=== Texto dado ===
Perro come perroAntonio R. Naranjo

Vagos y maleantes

España no puede permitirse tener las peores cifras de Europa, el mayor gasto en subsidio, la peor economía sumergida y miles de puestos de trabajo sin cubrir

Actualizada 01:50

Por estas fechas de 1933 la República aprobó la ley de vagos y maleantes, bautizada con gracejo como la Gandula por aquella España hirviente que poco después se despeñó en una guerra fraticida cuyo caldo de cultivo encuentra inquietantes conexiones con el presente.
Leer al Azaña del exilio francés debiera ser asignatura obligatoria para quienes vuelven a jugar con los mismos fuegos nacionalistas y populistas que a él mismo le hicieron renegar de las alianzas y concesiones que ahora Pedro Sánchez repite, como si pudiera esperarse algo de entregarle una escopeta a un mono muy distinto a alimentar una escabechina.
Fue la República, pues, quien proclamó aquella ley que consagró la arbitrariedad de los poderes públicos para, en síntesis, apartar del espacio público a todo sospechoso de futuros delitos y a todo «vago habitual» que perturbara una cierta idea de orden que también tuvo la República: la disciplina y la integridad territorial no fueron valores ajenos a aquel sistema, por mucho que sus memorialistas de ahora la presenten como el anticipo de la España federalista y caótica que ahora promueven con ignorancia histórica y estupidez política.
La ley, aquella ley, no es defendible ni en su letra ni en su espíritu que, por cierto, remiten espiritualmente a no pocas andanzas normativas del sanchismo vigente: regular el aire acondicionado bajo amenaza de multa, sancionar los besos al volante, aprobar el consentimiento notarial para las relaciones íntimas o imponer cursillos para tener mascota también salen de ese recoveco intervencionista falsamente progresista que, cuando se entromete en lo menor, acaba invadiendo lo mayor.
Pero algo de aquella ley, siquiera en sus extrarradios, sí merece una reflexión: se pensaba que el Estado no puede mantener a quienes no ayudan a mantenerlo y que, más allá de los vulnerables evidentes, todo el mundo debía asumir alguna obligación o pagar una compensación a sus excesos.

La profesionalización de la asistencia social, que debe ser efímera por definición para ser eterna para quien de verdad la necesite, genera un fraude ostentoso

La España actual sufre la peor tasa de paro de Europa, pero hay cientos de miles de puestos de trabajo sin cubrir que generan un desastre doble: de un lado engordan la deuda pública al ir acompañados de un ramillete de subsidios infinitos que convierten al cotizante potencial en pensionado eterno; y de otro llevan a la extinción a cientos de pequeños negocios incapaces de subsistir sin personal y con esos precios e impuestos desmedidos que soportan.
La profesionalización de la asistencia social, que debe ser efímera por definición para ser eterna para quien de verdad la necesite, genera un fraude ostentoso que la corrección política del momento, castrante y puritana, orilla del debate público por el miedo a provocar duras represalias contra quien se atreva a decirlo.
=== Filas de datos ===
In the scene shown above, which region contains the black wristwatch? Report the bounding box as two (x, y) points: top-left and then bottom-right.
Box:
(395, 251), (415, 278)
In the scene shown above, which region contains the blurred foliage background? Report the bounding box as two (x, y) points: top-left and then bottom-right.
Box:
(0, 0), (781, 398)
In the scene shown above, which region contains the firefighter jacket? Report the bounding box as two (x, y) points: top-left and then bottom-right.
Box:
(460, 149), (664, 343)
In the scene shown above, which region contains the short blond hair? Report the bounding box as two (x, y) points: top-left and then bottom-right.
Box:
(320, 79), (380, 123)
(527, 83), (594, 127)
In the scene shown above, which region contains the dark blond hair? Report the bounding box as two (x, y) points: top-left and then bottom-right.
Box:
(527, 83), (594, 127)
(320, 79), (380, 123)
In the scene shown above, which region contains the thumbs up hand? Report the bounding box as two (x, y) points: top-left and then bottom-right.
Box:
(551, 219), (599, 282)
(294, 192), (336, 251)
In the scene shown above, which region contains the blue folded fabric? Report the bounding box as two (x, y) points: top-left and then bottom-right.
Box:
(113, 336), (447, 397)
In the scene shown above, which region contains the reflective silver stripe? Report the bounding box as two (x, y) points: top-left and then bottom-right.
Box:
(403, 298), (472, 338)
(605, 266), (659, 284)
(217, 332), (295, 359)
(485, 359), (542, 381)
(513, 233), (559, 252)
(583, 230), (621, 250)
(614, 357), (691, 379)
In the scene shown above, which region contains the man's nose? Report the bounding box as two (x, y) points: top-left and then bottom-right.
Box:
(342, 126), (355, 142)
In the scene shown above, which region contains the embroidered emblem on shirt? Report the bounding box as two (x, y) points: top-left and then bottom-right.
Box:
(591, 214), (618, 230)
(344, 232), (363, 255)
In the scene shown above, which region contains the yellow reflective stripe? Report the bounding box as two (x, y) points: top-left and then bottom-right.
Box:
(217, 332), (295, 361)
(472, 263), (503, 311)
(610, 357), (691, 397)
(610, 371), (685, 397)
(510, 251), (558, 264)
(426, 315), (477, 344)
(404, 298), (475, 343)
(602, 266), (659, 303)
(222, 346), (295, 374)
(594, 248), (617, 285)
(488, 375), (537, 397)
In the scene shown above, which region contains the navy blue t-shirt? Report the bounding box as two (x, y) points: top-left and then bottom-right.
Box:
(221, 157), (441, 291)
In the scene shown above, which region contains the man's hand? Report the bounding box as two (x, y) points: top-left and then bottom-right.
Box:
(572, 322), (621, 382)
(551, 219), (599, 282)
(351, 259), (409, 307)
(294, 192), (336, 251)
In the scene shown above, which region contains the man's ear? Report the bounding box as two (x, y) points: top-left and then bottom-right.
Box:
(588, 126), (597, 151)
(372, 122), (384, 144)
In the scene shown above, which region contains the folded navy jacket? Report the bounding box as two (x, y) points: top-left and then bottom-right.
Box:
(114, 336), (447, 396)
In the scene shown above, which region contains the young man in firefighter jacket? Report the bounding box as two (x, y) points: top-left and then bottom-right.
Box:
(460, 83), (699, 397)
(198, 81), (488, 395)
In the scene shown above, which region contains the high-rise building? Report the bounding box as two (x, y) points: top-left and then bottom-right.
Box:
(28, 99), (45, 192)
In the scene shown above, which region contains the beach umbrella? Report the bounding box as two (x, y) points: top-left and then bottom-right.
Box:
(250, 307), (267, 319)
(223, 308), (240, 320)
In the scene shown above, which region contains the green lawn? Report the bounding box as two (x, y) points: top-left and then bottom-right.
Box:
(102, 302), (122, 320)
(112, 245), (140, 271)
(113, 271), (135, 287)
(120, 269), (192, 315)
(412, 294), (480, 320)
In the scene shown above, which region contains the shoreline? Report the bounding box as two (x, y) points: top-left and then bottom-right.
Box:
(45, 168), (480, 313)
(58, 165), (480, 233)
===
## La consigna
Transcribe literalmente el tramo de la columna sobre la ley de vagos y maleantes que va desde "La ley, aquella" hasta "a sus excesos.", ambos incluidos.

## Solución del ejercicio
La ley, aquella ley, no es defendible ni en su letra ni en su espíritu que, por cierto, remiten espiritualmente a no pocas andanzas normativas del sanchismo vigente: regular el aire acondicionado bajo amenaza de multa, sancionar los besos al volante, aprobar el consentimiento notarial para las relaciones íntimas o imponer cursillos para tener mascota también salen de ese recoveco intervencionista falsamente progresista que, cuando se entromete en lo menor, acaba invadiendo lo mayor.
Pero algo de aquella ley, siquiera en sus extrarradios, sí merece una reflexión: se pensaba que el Estado no puede mantener a quienes no ayudan a mantenerlo y que, más allá de los vulnerables evidentes, todo el mundo debía asumir alguna obligación o pagar una compensación a sus excesos.